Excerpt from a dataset
★ ★ ★ ★ ★ ★ ★

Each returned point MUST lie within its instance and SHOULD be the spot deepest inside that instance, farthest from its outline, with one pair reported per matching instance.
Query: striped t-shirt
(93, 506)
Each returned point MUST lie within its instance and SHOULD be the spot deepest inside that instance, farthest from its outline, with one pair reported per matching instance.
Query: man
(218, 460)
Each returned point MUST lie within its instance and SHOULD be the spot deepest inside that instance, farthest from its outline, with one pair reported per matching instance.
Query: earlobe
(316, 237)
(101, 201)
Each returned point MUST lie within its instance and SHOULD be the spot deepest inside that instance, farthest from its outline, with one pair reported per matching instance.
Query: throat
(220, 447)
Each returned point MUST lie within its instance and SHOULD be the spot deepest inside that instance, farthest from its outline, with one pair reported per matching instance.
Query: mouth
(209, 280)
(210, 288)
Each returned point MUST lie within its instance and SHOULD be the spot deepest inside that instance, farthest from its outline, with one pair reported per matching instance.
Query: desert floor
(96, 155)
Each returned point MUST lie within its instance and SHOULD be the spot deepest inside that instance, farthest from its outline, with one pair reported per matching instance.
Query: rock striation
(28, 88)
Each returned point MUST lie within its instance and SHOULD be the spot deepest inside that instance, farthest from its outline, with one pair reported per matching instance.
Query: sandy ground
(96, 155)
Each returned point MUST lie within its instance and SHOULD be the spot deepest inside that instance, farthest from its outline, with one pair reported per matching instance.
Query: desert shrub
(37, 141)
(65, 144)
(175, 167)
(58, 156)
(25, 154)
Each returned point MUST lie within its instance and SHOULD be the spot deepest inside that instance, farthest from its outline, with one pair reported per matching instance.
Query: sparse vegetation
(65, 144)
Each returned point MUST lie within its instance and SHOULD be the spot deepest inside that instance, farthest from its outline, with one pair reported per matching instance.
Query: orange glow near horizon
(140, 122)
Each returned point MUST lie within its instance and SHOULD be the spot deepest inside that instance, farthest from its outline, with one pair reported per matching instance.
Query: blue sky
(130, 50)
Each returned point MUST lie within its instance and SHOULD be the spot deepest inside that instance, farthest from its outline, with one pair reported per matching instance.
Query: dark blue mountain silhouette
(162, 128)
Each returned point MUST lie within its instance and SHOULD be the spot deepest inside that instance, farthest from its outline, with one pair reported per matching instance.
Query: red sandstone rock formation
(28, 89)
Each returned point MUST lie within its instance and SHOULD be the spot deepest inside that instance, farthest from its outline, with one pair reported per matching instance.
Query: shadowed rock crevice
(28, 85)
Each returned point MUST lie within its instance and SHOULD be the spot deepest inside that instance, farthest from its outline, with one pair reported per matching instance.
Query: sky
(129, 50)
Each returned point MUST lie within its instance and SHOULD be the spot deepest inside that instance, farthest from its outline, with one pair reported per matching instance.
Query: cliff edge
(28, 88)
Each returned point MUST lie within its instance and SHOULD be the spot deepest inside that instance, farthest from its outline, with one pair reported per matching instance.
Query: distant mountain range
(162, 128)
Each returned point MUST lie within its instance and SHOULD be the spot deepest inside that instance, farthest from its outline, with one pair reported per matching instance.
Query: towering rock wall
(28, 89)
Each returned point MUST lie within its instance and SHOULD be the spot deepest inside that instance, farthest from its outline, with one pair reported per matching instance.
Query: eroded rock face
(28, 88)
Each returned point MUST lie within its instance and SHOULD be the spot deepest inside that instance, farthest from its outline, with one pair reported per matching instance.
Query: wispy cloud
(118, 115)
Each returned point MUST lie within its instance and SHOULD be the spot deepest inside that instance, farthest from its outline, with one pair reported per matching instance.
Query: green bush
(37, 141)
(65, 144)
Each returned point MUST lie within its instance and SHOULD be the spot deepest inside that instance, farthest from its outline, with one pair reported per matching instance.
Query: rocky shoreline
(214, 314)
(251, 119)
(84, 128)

★ ★ ★ ★ ★ ★ ★

[EXERCISE BRIEF]
Your task is to output all of the data above word for word.

[FINISHED EXERCISE]
Each returned point MUST lie within its instance and SHOULD be the spot deepest inside that instance, farthest from its outline, with one pair reported per matching instance.
Query: striped t-shirt
(93, 506)
Each returned point MUST lie within its instance and SHOULD be the spot deepest inside that instance, farthest from its outline, with one pair reported per matching instance.
Query: man
(218, 460)
Each returned point MUST lie within its instance and SHOULD be the spot deepest inside that instance, farthest from its outline, with one pair reported per matching instance.
Query: earlobe
(316, 237)
(101, 201)
Each returned point MUST lie within its instance and SHOULD be the spot deepest inside that instance, farthest from its outline, with one pair reported per matching instance.
Query: throat
(220, 447)
Each returned point MUST lie within its instance and SHOULD be the spot deepest inside that instance, farthest from its outline, with one pair reported per matching instance.
Query: mouth
(209, 280)
(210, 288)
Each returned point MUST lie within its instance and SHOULD be the spot deepest inside that instance, farthest from its outline, with one pair reported per matching instance.
Query: desert floor
(96, 155)
Each returned point MUST lie within its instance and SHOULD be the spot deepest inside that instance, farthest from its outline, with one pair reported per matching instance.
Query: rock striation
(28, 88)
Each returned point MUST lie within its instance and SHOULD be the spot deepest inside that instance, farthest from its outline, with one pair reported per matching instance.
Query: sandy ground
(96, 155)
Each returned point MUST lie within its instance and SHOULD be the spot deepest inside that instance, farthest from its outline, with one pair reported per matching instance.
Query: desert shrub
(37, 141)
(65, 144)
(175, 167)
(58, 156)
(25, 154)
Each returned point MUST lie within its instance and SHOULD be the spot deepest inside that instance, farthest from its outline, with one pair reported per matching instance.
Query: sparse vegetation
(65, 144)
Each returned point MUST lie within its instance and SHOULD be the spot deepest inside that instance, farthest from its outline, with one pair reported per matching instance.
Query: orange glow near horizon
(140, 122)
Each returned point MUST lie within its instance and SHOULD be the spot deepest inside that instance, farthest from its outline, with one pair reported per matching instance.
Query: blue sky
(130, 50)
Each returned point MUST lie within its instance and SHOULD be the spot deepest inside that instance, farthest from its outline, with one pair reported per matching instance.
Query: dark blue mountain silhouette
(162, 128)
Each returned point MUST lie within its instance and SHOULD be the spot deepest inside that instance, farthest from its outline, with one pair reported per matching instance.
Query: red sandstone rock formation
(28, 89)
Each returned point MUST lie within its instance and SHOULD be the spot deepest inside that instance, farthest from its outline, with one pair reported per matching instance.
Query: shadowed rock crevice
(28, 85)
Each returned point MUST lie within its instance and SHOULD be the spot deepest inside that instance, farthest from its outline, with one pair reported per matching instance.
Query: sky
(129, 50)
Each returned point MUST lie within its instance and SHOULD be the spot deepest inside that instance, farthest from its outline, with one pair reported per matching instance.
Query: cliff edge
(28, 88)
Each returned point MUST lie within its instance and SHOULD be the spot deepest inside that instance, farthest from its outline, with one pair reported per matching instance.
Query: distant mountain range
(162, 128)
Each returned point MUST lie within its instance and SHOULD be the spot deepest inside that instance, farthest from its outline, with one pair reported per matching instance.
Query: towering rock wall
(28, 89)
Each returned point MUST lie within its instance and SHOULD be the spot deepest inside that instance, farthest from its outline, with one pair reported per matching instance.
Query: eroded rock face
(28, 88)
Each returned point MUST lie within its instance and SHOULD be the spot deepest inside that instance, farthest from its outline, with one pair reported per matching instance.
Query: wispy cloud
(118, 115)
Each returned point MUST lie within its instance and SHOULD be the spot deepest inside that instance, farthest from its outline, with one pair reported per matching instance.
Query: green bush
(37, 141)
(65, 144)
Each returned point MUST lie within its instance and SHOULD be the spot deepest inside that instance, farthest from its outline, with one pair reported per matching instance.
Query: rocky shoreline
(214, 314)
(251, 119)
(84, 128)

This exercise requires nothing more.